- Task objective -
The data below contains pictures, which are to be skipped; the lines starting at the line with "Q: Tag each instance of the red snow tube in the" and ending at the line with "Q: Tag each instance of the rake in" are to be output exactly, both ends included.

- Supplied material -
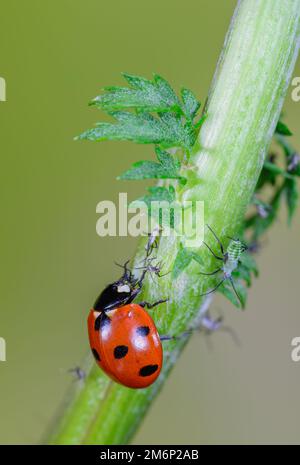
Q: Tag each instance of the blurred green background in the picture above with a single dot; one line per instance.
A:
(55, 56)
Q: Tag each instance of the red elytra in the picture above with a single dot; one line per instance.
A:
(127, 345)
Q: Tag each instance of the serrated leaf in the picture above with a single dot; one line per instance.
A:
(291, 192)
(144, 95)
(183, 259)
(159, 194)
(142, 128)
(190, 104)
(167, 168)
(282, 129)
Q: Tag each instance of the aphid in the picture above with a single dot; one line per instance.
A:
(230, 259)
(123, 337)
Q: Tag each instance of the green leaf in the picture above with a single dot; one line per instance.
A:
(143, 128)
(227, 290)
(291, 192)
(282, 129)
(183, 259)
(243, 273)
(248, 262)
(143, 95)
(158, 194)
(167, 168)
(190, 104)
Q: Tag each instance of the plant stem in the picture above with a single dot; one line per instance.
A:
(243, 108)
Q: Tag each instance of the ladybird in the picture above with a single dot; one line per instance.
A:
(126, 345)
(123, 336)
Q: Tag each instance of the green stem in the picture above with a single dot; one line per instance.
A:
(243, 108)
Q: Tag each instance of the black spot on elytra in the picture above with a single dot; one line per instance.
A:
(143, 330)
(96, 355)
(148, 370)
(120, 351)
(101, 321)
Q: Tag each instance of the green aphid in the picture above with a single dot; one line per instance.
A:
(230, 258)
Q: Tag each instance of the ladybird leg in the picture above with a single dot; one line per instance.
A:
(166, 337)
(100, 320)
(148, 305)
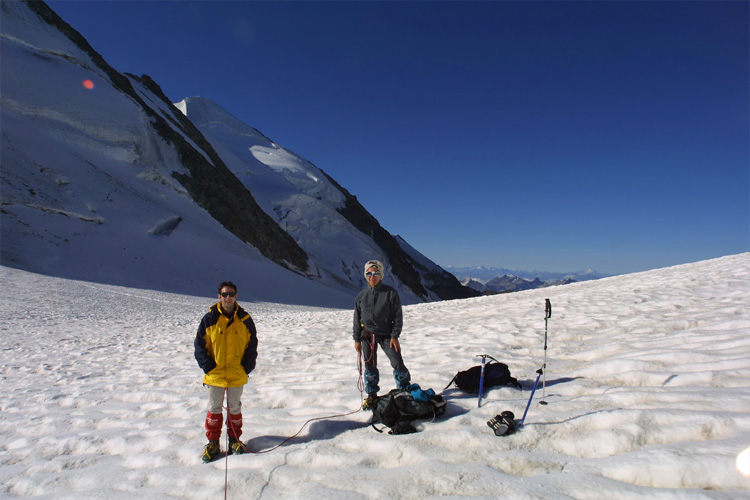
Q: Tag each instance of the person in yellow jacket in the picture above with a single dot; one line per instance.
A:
(226, 347)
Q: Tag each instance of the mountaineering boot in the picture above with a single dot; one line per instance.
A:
(210, 452)
(236, 447)
(369, 403)
(234, 426)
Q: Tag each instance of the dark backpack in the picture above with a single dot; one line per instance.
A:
(398, 409)
(495, 373)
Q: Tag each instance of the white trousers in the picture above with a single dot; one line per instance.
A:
(216, 399)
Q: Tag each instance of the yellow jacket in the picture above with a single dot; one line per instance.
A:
(226, 347)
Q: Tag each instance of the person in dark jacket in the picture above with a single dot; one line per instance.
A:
(226, 347)
(378, 321)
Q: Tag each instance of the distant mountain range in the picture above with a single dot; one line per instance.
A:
(501, 280)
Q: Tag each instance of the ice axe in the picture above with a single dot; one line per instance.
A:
(547, 315)
(481, 378)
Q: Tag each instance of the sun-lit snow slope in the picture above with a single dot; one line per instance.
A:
(648, 392)
(294, 192)
(87, 183)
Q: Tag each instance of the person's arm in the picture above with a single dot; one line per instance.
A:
(202, 356)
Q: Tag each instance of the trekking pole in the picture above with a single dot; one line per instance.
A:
(539, 371)
(547, 315)
(481, 379)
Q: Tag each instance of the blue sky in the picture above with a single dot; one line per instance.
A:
(557, 136)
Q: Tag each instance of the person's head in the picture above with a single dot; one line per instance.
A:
(228, 296)
(374, 271)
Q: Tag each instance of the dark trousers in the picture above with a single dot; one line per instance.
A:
(370, 355)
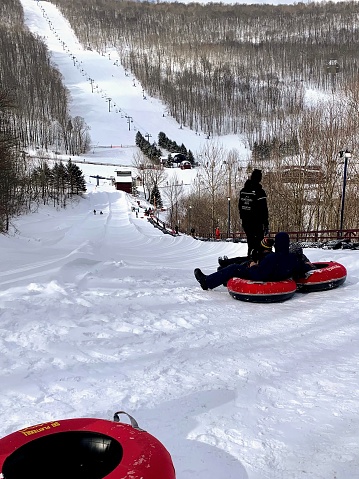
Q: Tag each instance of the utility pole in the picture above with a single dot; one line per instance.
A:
(109, 103)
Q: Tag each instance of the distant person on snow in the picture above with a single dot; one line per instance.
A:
(253, 210)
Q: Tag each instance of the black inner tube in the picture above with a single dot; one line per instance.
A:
(65, 455)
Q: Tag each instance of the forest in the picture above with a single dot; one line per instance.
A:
(227, 69)
(34, 115)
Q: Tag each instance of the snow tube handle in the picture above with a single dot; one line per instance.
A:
(133, 421)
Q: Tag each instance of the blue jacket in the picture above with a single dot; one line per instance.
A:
(279, 265)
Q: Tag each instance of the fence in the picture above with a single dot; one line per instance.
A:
(314, 236)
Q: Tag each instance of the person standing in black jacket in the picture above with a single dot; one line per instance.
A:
(253, 210)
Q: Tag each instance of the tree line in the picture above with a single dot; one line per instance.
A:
(247, 70)
(34, 114)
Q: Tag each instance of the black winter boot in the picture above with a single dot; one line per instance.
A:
(201, 278)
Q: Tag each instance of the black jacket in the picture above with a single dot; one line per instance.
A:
(252, 204)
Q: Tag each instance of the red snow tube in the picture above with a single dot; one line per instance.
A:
(328, 275)
(261, 292)
(84, 449)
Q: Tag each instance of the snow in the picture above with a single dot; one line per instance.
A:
(102, 312)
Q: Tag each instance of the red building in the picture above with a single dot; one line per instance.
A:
(123, 181)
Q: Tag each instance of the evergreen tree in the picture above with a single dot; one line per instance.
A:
(155, 197)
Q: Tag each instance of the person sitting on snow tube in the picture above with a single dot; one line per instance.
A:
(256, 255)
(276, 266)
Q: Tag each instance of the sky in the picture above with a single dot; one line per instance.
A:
(101, 313)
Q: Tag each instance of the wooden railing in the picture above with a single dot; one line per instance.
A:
(300, 236)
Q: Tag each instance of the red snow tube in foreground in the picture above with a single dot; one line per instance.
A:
(261, 292)
(328, 275)
(84, 449)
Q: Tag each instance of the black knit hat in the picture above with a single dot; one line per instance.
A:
(256, 176)
(267, 243)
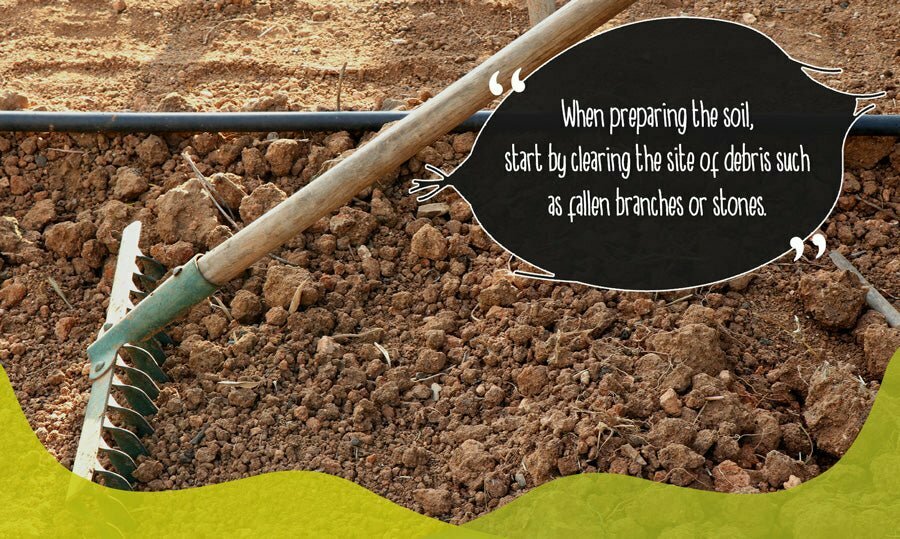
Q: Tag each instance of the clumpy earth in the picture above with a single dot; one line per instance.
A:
(388, 344)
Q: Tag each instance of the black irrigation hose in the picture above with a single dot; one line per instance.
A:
(212, 122)
(159, 122)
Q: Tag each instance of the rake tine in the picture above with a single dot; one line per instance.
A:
(145, 361)
(163, 339)
(150, 345)
(120, 460)
(112, 479)
(147, 283)
(136, 397)
(139, 379)
(131, 418)
(126, 440)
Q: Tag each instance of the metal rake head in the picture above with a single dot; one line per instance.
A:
(122, 393)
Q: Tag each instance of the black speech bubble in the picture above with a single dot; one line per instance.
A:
(649, 63)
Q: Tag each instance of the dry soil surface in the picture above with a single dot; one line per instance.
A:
(393, 348)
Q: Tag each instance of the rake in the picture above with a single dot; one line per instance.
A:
(127, 358)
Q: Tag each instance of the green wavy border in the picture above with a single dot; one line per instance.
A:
(859, 496)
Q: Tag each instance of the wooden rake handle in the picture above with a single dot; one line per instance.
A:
(400, 142)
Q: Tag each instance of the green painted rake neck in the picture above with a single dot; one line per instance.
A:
(183, 289)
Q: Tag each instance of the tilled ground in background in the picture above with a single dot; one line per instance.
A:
(234, 54)
(487, 385)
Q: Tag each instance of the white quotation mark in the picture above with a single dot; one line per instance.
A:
(797, 244)
(517, 84)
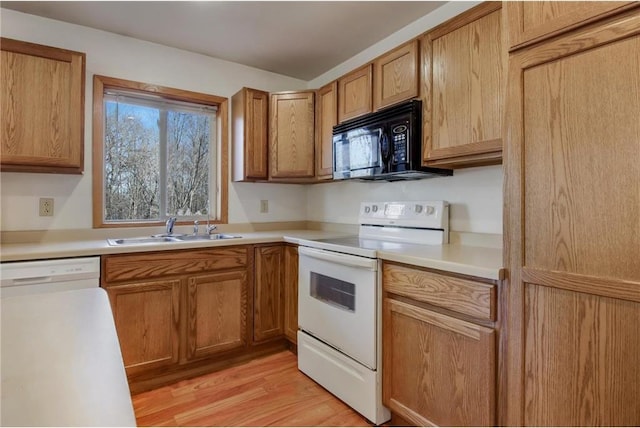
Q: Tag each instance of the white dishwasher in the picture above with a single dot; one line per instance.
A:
(45, 276)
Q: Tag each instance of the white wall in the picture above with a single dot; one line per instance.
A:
(475, 194)
(123, 57)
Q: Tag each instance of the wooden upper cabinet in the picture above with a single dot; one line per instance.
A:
(292, 143)
(574, 277)
(249, 110)
(533, 21)
(326, 119)
(354, 93)
(396, 76)
(216, 313)
(463, 89)
(42, 108)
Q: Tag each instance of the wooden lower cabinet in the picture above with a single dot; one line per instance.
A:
(291, 293)
(216, 313)
(183, 313)
(437, 370)
(268, 322)
(581, 355)
(147, 318)
(439, 347)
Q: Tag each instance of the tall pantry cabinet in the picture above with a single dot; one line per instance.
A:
(572, 217)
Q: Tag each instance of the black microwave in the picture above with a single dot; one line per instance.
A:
(385, 145)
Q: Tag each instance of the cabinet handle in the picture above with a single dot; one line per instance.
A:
(455, 325)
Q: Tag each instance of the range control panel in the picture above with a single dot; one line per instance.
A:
(416, 214)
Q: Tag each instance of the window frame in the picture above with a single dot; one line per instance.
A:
(100, 83)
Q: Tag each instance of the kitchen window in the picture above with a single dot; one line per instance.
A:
(157, 154)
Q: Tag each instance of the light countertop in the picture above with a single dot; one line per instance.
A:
(61, 362)
(474, 260)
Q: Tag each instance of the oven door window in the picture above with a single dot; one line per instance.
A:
(341, 294)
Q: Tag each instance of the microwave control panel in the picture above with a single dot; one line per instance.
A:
(400, 138)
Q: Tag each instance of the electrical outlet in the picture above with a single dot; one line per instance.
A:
(46, 207)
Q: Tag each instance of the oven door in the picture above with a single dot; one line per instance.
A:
(337, 301)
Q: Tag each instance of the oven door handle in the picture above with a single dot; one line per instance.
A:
(339, 258)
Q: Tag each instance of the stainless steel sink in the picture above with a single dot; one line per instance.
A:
(172, 238)
(213, 236)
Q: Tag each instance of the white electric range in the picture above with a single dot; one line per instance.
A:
(340, 293)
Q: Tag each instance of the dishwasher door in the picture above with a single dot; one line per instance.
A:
(46, 276)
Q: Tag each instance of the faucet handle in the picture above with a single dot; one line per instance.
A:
(170, 222)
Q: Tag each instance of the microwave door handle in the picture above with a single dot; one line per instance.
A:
(386, 150)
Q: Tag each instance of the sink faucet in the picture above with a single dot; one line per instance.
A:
(170, 222)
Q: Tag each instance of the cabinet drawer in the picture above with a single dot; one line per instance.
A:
(473, 298)
(127, 267)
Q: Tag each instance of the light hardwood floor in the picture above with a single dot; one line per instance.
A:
(268, 391)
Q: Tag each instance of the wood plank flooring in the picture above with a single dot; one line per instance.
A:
(268, 391)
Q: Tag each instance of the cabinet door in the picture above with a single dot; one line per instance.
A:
(147, 318)
(216, 313)
(574, 155)
(395, 76)
(437, 370)
(463, 62)
(291, 293)
(292, 143)
(42, 108)
(268, 293)
(530, 22)
(354, 93)
(250, 118)
(326, 119)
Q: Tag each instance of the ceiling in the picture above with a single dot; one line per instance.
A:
(301, 39)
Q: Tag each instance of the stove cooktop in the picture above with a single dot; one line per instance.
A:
(355, 245)
(391, 225)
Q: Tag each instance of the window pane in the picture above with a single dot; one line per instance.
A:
(131, 165)
(188, 138)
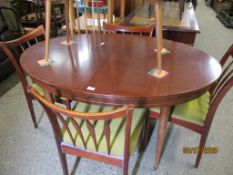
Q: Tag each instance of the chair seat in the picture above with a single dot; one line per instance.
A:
(193, 111)
(117, 130)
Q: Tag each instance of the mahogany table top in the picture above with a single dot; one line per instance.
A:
(117, 72)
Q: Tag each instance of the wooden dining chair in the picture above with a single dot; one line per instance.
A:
(13, 50)
(101, 133)
(198, 114)
(140, 30)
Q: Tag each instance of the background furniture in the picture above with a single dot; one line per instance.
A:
(139, 30)
(182, 31)
(225, 15)
(117, 73)
(198, 114)
(32, 14)
(102, 133)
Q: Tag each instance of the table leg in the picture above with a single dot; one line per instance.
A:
(165, 112)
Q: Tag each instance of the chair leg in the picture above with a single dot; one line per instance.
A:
(63, 162)
(31, 109)
(140, 143)
(126, 166)
(201, 148)
(147, 132)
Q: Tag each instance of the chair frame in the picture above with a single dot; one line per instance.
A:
(128, 29)
(20, 30)
(55, 116)
(217, 91)
(10, 45)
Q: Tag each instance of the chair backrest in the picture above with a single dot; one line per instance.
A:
(29, 12)
(223, 84)
(14, 48)
(141, 30)
(11, 17)
(69, 120)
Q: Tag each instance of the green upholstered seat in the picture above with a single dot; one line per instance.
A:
(41, 91)
(193, 111)
(38, 89)
(117, 130)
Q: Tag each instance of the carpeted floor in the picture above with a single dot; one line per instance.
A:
(25, 150)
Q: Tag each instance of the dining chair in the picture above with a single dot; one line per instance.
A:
(13, 49)
(11, 18)
(101, 133)
(140, 30)
(198, 114)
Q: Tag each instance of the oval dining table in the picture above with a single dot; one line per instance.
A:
(113, 69)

- Response to the exercise -
Q: Tag each instance of the red snow tube in the picture above with a single dot; one line per instance.
A:
(328, 275)
(261, 292)
(84, 449)
Q: Tag each instance of the snow in the picture above with a single dot; one line per instance.
A:
(102, 312)
Q: Tag each instance of the red building in the picture above with a single dot; one line per instance.
A:
(123, 181)
Q: Tag each instance of the evergreen tree in the picture above with a single dot; one line per instance.
A:
(155, 197)
Q: Tag each instance of the person sitting on snow tube in the picture above with a single dot; one line per instance.
A:
(256, 255)
(276, 266)
Q: Tag each instance of the sky in the picture above with a single dot; one line per instance.
A:
(101, 313)
Q: Tag each instance of the wooden railing in the picture above with a single dot; one line per instance.
A:
(300, 236)
Q: Tag each instance of the red snow tube in foreground in the picture above with a single dot; one line per instance.
A:
(261, 292)
(328, 275)
(84, 449)
Q: Tag each instance of the black knit hat in the picture above with a single dot; one line per instance.
A:
(256, 176)
(267, 243)
Q: Tag each instance of the clumpy earth in the picture above with a single dot; one line per instance.
A:
(388, 344)
Q: Tag each instance of the black irrigation hose in the picture above with a single dot; one line per instance.
A:
(212, 122)
(159, 122)
Q: Tag each instance of the rake tine in the picture above with a single dot; one line per instance.
A:
(145, 361)
(163, 339)
(150, 345)
(120, 460)
(112, 479)
(147, 283)
(136, 397)
(139, 379)
(131, 418)
(126, 440)
Q: Tag each instance of the metal rake head in the picture above with a single dot; one line per instance.
A:
(122, 393)
Q: Tag each instance of the black speech bubble in the picture above with a single dot; one line per instance.
A:
(649, 63)
Q: Tag each instance of the dry soil surface in the picture above with a single dot; one line per instance.
A:
(393, 348)
Q: Tag each instance of the rake in the picture above with a single dot; one line per instance.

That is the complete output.